### MATERIAL SHOWN
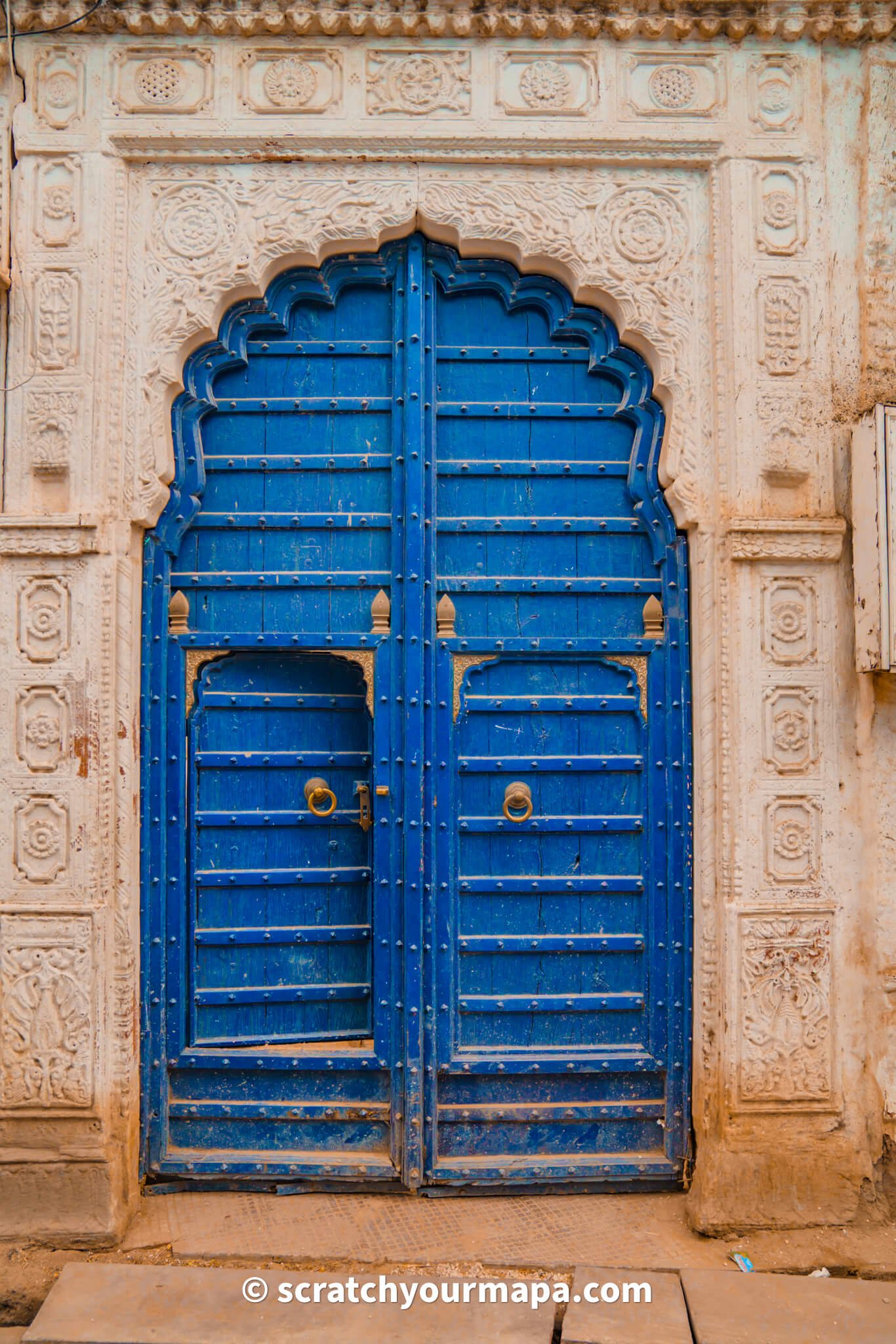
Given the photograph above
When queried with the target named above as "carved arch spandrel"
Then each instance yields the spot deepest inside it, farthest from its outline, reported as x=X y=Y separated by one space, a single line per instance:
x=624 y=240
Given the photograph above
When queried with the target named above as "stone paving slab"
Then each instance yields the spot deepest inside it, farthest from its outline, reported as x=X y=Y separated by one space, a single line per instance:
x=662 y=1320
x=727 y=1307
x=143 y=1304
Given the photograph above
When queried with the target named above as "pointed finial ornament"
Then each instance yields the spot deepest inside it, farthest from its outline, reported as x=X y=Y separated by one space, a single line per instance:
x=653 y=620
x=179 y=613
x=445 y=614
x=380 y=610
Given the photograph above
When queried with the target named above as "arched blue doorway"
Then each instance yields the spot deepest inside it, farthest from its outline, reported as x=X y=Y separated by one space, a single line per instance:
x=417 y=769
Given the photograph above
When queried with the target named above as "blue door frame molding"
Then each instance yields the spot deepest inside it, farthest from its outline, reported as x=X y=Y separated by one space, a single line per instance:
x=418 y=549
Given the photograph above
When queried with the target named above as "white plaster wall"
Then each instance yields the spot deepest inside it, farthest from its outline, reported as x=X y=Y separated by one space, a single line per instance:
x=710 y=198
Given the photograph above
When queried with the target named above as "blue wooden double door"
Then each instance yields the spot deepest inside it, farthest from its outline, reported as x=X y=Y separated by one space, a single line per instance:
x=415 y=745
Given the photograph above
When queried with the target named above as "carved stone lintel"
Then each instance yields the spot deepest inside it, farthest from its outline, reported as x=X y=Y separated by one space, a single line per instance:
x=652 y=20
x=788 y=539
x=46 y=537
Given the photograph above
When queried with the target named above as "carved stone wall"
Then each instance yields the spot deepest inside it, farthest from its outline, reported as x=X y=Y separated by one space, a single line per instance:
x=685 y=188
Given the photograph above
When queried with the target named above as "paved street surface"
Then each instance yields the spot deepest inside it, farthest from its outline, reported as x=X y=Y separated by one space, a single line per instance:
x=142 y=1304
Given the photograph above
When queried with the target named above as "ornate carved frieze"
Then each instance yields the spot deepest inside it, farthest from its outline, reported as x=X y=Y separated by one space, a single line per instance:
x=418 y=84
x=47 y=987
x=556 y=84
x=775 y=93
x=788 y=539
x=779 y=210
x=785 y=1009
x=782 y=312
x=679 y=87
x=41 y=833
x=790 y=729
x=793 y=831
x=790 y=620
x=46 y=537
x=42 y=727
x=305 y=79
x=163 y=79
x=656 y=20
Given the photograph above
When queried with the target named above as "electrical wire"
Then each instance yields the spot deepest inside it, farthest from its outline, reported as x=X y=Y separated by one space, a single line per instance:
x=39 y=33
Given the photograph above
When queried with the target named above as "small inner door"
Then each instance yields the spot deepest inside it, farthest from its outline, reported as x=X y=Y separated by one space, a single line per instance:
x=280 y=769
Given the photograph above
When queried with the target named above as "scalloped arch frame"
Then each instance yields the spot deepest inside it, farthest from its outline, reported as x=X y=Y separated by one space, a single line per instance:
x=321 y=284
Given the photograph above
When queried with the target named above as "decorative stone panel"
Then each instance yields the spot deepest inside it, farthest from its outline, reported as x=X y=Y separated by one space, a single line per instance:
x=156 y=81
x=284 y=82
x=50 y=430
x=562 y=84
x=785 y=1009
x=782 y=314
x=41 y=828
x=680 y=85
x=47 y=992
x=790 y=729
x=58 y=202
x=57 y=295
x=42 y=727
x=60 y=79
x=45 y=619
x=775 y=93
x=418 y=84
x=790 y=620
x=781 y=210
x=793 y=841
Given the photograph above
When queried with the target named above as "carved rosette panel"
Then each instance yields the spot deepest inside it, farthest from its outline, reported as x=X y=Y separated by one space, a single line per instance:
x=782 y=316
x=418 y=84
x=42 y=727
x=58 y=202
x=785 y=1009
x=191 y=223
x=41 y=839
x=790 y=729
x=305 y=79
x=47 y=976
x=57 y=305
x=779 y=210
x=789 y=620
x=60 y=82
x=163 y=79
x=679 y=87
x=775 y=93
x=562 y=84
x=45 y=619
x=50 y=429
x=793 y=839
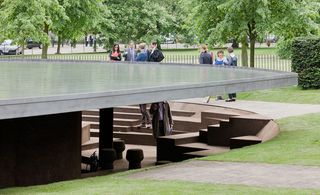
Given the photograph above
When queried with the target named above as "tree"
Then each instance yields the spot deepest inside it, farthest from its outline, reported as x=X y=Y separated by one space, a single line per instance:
x=30 y=19
x=137 y=20
x=242 y=19
x=305 y=22
x=82 y=17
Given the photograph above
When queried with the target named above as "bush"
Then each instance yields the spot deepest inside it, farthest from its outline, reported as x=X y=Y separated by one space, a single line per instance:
x=310 y=78
x=284 y=49
x=306 y=61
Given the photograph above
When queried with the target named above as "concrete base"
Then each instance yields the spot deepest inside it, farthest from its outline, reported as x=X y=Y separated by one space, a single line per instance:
x=40 y=150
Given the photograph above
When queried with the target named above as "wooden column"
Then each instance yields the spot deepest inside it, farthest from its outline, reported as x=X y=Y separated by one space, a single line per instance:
x=106 y=129
x=41 y=149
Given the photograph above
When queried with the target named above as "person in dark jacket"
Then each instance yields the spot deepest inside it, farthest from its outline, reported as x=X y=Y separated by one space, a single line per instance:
x=142 y=57
x=205 y=57
x=115 y=54
x=130 y=53
x=232 y=60
x=155 y=55
x=162 y=123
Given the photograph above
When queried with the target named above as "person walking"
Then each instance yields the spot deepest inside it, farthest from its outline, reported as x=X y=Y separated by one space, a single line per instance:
x=205 y=57
x=232 y=60
x=220 y=61
x=155 y=55
x=130 y=53
x=145 y=119
x=115 y=54
x=162 y=123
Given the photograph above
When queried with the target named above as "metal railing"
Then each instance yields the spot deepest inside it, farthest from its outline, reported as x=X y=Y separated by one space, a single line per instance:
x=268 y=61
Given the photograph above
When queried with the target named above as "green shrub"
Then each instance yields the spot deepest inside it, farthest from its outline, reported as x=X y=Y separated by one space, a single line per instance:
x=306 y=61
x=310 y=78
x=284 y=49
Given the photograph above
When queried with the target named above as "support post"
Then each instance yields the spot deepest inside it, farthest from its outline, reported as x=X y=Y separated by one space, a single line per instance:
x=106 y=129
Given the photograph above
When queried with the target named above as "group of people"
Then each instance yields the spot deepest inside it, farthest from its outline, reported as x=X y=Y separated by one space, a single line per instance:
x=162 y=123
x=220 y=60
x=140 y=55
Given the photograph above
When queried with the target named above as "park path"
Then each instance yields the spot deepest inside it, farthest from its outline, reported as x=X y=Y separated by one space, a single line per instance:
x=252 y=174
x=269 y=109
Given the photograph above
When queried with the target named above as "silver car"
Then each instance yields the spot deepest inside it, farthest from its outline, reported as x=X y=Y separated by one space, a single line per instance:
x=6 y=48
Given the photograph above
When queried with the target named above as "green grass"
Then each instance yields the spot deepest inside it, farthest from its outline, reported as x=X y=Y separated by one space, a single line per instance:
x=258 y=51
x=287 y=95
x=121 y=186
x=298 y=143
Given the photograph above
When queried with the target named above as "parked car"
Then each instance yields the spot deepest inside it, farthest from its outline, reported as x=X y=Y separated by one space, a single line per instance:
x=6 y=48
x=31 y=44
x=168 y=40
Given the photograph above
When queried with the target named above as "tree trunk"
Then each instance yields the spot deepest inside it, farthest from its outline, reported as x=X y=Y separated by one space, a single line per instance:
x=244 y=52
x=44 y=54
x=59 y=45
x=252 y=44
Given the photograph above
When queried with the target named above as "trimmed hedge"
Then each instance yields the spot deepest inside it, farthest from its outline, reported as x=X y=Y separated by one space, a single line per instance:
x=306 y=61
x=310 y=78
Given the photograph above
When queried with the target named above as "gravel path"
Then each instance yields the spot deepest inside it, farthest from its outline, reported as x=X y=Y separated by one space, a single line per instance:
x=270 y=109
x=253 y=174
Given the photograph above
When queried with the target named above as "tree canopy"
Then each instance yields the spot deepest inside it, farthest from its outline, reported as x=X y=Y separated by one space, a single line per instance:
x=188 y=21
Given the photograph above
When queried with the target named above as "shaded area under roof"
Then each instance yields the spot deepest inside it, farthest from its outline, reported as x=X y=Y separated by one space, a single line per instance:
x=36 y=87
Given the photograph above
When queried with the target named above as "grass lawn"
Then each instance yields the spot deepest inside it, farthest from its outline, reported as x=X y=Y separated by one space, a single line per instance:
x=287 y=95
x=120 y=185
x=258 y=51
x=298 y=143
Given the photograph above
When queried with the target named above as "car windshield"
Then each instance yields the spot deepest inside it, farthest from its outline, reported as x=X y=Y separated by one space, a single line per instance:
x=7 y=42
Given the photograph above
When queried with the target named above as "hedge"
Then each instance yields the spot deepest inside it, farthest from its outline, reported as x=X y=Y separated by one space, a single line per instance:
x=306 y=61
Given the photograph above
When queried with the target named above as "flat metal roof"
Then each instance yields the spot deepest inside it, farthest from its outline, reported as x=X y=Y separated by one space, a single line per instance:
x=36 y=87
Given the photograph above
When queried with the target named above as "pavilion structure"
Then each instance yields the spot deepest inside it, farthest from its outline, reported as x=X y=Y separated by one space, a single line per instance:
x=41 y=104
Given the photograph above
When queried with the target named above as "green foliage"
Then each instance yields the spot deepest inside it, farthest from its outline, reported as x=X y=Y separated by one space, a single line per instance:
x=83 y=17
x=309 y=78
x=305 y=53
x=306 y=61
x=136 y=20
x=30 y=19
x=284 y=48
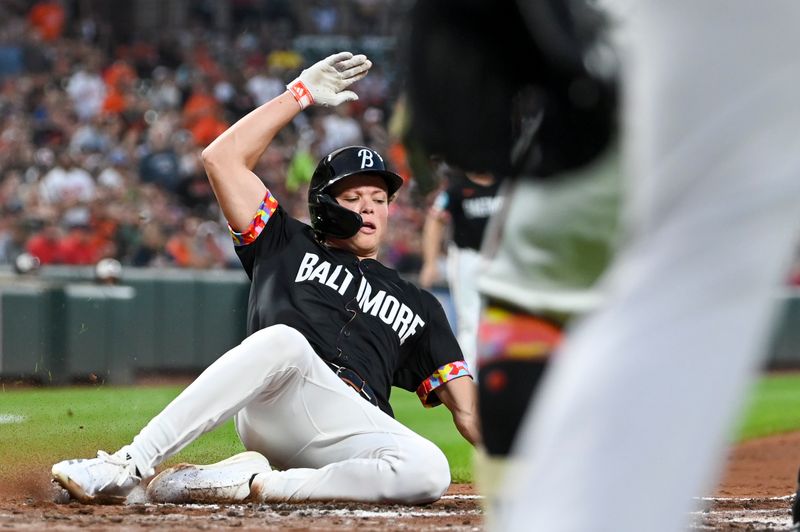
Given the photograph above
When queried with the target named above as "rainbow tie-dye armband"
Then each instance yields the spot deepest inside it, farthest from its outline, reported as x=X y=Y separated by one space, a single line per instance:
x=446 y=373
x=265 y=210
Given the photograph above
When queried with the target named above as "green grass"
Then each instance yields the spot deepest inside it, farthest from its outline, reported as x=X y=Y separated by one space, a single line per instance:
x=773 y=407
x=75 y=422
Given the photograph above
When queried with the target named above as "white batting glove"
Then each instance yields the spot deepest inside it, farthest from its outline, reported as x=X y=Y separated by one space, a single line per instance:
x=324 y=82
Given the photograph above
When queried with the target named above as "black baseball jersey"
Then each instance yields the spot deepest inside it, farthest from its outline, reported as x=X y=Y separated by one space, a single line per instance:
x=354 y=313
x=469 y=205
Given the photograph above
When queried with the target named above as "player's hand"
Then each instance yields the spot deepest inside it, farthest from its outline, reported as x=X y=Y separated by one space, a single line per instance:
x=324 y=82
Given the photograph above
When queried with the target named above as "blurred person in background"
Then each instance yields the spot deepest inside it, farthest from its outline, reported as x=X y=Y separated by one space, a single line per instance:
x=45 y=243
x=465 y=205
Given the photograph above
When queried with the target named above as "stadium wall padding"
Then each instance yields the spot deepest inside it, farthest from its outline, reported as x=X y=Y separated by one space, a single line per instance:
x=59 y=327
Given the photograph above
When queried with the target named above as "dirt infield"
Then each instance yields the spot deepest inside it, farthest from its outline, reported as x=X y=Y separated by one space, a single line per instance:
x=754 y=495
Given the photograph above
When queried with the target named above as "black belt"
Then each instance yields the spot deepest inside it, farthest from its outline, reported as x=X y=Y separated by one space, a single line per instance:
x=354 y=380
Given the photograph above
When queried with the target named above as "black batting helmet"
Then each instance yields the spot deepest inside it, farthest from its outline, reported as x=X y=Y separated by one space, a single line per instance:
x=327 y=216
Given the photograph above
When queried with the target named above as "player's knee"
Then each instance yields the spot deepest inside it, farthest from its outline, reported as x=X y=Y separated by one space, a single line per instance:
x=422 y=477
x=279 y=345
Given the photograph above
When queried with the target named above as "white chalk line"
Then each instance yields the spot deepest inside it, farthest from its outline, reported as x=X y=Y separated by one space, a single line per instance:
x=745 y=499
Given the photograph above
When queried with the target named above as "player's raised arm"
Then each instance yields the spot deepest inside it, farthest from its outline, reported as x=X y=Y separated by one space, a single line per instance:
x=230 y=159
x=460 y=396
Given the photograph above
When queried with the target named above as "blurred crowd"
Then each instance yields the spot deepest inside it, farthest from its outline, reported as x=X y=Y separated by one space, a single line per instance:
x=100 y=141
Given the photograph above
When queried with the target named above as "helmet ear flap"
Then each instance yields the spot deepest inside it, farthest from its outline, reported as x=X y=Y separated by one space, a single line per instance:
x=331 y=219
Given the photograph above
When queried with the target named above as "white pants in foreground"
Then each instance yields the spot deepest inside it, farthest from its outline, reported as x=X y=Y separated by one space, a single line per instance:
x=293 y=409
x=633 y=418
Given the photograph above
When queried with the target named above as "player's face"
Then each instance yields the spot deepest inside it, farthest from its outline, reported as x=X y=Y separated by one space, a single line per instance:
x=367 y=195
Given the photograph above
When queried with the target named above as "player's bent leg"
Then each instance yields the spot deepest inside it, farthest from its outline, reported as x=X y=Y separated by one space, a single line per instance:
x=334 y=445
x=265 y=362
x=413 y=471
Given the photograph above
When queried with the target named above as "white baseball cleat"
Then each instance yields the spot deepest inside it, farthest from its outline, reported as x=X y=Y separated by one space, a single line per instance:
x=107 y=479
x=227 y=481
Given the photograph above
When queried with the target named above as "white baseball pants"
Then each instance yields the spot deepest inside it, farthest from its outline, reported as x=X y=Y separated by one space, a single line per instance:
x=293 y=409
x=632 y=421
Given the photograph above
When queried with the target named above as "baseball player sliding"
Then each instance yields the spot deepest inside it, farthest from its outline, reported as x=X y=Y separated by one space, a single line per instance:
x=330 y=328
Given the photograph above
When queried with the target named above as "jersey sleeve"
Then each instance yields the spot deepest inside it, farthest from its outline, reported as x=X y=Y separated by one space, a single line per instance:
x=267 y=233
x=436 y=357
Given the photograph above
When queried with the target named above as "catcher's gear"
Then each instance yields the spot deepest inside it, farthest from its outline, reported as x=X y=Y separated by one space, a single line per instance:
x=327 y=216
x=324 y=82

### TASK BRIEF
If a line above contains the word "batting", list it.

### SOLUTION FOR THIS EXERCISE
When queried with the target named above as "white batting glove"
When queried with the target named above as "black batting helmet"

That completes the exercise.